Transcribe, without any alteration, only the lines that begin at the line containing "Where can the dark trousers" and run to the last line below.

(Beginning of Data excerpts)

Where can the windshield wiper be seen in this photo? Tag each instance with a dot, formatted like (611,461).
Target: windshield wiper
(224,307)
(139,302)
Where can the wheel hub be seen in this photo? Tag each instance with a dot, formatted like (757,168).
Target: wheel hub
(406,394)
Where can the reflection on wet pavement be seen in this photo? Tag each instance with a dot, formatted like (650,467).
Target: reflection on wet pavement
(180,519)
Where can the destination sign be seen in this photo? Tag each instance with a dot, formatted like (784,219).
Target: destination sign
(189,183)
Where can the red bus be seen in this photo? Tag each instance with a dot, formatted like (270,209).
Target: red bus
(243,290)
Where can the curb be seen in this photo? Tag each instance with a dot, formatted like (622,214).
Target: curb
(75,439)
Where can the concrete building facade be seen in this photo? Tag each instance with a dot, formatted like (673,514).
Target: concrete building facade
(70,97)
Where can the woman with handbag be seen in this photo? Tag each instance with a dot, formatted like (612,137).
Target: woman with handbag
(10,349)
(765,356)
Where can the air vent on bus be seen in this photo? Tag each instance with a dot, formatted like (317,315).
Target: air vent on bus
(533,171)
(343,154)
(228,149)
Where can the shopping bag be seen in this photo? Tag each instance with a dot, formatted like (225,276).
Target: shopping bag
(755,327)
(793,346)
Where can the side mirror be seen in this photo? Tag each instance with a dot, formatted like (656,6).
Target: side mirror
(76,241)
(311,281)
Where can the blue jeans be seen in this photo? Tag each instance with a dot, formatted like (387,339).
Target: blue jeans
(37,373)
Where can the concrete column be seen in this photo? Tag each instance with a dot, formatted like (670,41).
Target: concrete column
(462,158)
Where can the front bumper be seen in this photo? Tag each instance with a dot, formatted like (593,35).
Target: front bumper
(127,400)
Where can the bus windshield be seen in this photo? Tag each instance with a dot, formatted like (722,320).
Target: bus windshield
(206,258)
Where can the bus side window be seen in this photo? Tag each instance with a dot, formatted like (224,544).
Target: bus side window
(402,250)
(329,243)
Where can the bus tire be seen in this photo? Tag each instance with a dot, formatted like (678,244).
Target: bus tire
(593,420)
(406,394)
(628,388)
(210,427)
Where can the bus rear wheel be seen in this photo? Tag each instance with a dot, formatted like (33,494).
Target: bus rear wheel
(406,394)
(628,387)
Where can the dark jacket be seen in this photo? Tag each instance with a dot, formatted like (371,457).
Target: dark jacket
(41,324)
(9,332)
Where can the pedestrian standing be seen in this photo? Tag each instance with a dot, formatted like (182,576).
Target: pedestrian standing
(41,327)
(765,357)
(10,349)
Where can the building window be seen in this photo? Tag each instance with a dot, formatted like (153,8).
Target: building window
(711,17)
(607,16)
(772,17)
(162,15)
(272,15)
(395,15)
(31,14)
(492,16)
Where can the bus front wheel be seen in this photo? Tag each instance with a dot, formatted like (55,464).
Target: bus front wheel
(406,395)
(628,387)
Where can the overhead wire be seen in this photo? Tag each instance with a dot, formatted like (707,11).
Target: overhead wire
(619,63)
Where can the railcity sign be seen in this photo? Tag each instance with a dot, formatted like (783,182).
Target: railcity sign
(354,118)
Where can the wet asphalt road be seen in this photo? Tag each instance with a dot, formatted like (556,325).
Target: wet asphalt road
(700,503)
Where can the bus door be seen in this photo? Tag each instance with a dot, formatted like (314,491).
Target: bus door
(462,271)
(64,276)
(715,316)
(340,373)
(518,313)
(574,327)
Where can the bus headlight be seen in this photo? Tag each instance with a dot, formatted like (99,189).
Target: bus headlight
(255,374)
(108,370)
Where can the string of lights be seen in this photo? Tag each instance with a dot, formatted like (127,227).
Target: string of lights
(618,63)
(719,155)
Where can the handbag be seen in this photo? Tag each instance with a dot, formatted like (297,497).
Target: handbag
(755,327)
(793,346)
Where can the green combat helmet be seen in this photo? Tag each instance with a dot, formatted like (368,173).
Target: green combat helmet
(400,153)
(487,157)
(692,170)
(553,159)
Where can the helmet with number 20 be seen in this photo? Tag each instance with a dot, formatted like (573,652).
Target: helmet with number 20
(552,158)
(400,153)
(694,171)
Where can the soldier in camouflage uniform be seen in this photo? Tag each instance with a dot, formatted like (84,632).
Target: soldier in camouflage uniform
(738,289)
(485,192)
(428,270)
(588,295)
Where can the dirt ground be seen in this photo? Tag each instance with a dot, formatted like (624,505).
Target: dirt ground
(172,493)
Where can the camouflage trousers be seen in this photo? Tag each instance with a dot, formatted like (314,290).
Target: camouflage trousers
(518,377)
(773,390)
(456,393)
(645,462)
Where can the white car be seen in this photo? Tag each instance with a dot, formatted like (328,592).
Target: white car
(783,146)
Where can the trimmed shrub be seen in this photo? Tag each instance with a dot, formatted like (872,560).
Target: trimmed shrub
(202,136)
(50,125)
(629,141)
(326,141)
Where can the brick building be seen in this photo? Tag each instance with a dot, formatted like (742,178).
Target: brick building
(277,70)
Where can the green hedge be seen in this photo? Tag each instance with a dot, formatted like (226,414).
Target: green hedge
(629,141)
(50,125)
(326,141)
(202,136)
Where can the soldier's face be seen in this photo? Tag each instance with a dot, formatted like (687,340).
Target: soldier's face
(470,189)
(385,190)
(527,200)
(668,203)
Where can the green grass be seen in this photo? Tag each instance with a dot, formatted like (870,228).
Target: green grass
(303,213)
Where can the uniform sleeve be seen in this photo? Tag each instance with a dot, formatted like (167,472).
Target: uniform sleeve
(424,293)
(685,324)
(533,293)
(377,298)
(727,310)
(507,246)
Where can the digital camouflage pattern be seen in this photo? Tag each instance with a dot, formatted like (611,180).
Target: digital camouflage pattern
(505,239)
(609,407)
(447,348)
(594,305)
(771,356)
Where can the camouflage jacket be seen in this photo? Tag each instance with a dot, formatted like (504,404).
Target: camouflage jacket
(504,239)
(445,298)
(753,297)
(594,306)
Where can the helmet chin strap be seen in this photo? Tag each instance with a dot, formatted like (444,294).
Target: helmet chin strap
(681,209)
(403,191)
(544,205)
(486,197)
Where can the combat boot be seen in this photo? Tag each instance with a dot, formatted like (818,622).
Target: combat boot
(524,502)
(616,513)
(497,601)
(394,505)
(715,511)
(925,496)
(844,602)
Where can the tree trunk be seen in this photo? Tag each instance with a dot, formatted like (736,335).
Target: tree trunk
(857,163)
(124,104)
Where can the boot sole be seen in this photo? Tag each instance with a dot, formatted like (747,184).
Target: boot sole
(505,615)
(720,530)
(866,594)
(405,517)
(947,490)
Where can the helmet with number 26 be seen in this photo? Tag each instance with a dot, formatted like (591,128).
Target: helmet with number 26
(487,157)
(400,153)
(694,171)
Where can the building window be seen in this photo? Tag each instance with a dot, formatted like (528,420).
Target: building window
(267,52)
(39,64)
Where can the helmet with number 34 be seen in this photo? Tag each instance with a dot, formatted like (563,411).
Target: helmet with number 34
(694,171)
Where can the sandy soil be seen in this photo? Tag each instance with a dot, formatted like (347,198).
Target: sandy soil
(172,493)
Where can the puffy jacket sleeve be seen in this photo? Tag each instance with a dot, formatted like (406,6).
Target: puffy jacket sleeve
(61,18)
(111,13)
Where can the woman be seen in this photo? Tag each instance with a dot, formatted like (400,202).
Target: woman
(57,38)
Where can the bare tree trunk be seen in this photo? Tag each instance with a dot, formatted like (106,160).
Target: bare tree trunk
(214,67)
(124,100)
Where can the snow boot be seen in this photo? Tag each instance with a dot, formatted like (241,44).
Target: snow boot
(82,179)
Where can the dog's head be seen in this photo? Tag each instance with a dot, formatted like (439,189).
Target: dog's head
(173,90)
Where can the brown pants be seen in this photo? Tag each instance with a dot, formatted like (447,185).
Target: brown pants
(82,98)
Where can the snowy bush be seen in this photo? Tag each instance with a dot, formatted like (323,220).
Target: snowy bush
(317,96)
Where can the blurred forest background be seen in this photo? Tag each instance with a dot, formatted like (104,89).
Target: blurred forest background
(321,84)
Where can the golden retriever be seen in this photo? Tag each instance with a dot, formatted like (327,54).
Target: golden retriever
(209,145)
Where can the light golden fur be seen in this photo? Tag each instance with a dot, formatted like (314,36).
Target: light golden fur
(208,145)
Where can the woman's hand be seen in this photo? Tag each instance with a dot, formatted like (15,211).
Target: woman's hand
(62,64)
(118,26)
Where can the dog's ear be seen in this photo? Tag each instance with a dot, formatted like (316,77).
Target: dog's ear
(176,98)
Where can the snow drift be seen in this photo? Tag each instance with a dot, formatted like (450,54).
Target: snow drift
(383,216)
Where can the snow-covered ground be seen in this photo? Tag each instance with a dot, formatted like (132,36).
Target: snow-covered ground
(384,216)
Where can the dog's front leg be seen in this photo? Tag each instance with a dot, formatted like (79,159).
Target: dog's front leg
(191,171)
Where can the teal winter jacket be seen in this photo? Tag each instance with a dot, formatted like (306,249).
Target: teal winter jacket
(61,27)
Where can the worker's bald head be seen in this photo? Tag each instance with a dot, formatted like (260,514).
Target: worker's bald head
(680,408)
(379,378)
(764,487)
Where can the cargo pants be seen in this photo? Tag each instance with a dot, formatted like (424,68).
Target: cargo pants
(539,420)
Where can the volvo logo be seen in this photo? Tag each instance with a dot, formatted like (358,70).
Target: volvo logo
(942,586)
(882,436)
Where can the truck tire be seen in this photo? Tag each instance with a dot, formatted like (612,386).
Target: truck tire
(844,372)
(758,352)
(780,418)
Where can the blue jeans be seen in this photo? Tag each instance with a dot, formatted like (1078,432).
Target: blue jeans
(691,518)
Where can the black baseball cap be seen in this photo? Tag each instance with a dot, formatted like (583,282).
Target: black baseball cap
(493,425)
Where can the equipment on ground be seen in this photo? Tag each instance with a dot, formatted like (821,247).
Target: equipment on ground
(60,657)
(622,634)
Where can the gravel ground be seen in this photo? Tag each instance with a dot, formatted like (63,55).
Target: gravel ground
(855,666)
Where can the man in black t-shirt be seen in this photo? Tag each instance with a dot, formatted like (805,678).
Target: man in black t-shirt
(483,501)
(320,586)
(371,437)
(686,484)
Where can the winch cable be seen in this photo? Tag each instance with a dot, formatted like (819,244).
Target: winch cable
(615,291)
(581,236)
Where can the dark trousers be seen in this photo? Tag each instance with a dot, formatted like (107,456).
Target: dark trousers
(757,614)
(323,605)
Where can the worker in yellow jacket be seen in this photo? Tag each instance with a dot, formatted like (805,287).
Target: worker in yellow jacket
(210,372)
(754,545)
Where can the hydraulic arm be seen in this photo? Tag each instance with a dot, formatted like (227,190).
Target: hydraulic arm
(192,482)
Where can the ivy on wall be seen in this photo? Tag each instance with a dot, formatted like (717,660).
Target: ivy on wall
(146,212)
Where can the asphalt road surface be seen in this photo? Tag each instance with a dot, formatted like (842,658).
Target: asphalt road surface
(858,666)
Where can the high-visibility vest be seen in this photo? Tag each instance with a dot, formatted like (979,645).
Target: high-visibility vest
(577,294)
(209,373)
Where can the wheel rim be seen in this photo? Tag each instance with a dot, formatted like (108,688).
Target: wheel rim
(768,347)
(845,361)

(End of Data excerpts)

Answer for this exercise:
Where can the dark trousers be seen in this photo? Tag each instance with a dot, formatted like (107,456).
Target: dark trousers
(757,614)
(323,605)
Where can the worker in yellow jacket be seen in this photo? Tag each instance with a dot, formatted like (805,287).
Target: worker in yellow jacket
(210,372)
(754,545)
Where can the hydraulic arm be seen in this photo? Tag each instance with a dot, formatted like (227,190).
Target: hydraulic arm
(192,482)
Where can the ivy on wall be seen in this photo? Tag each instance with a dot, formatted like (717,660).
Target: ivy on wall
(146,212)
Where can the asphalt road surface be seen in this photo? Tag each instance with a dot, formatted like (842,658).
Target: asphalt road surface
(858,666)
Where can the high-visibility vest be seen in this photo? Tag each instance with a dot, formatted like (979,645).
Target: high-visibility vest
(577,294)
(209,373)
Where can the wheel rim be seen in this photo? Tag each instance with a dot, formatted like (108,688).
Target: wheel rim
(768,347)
(845,361)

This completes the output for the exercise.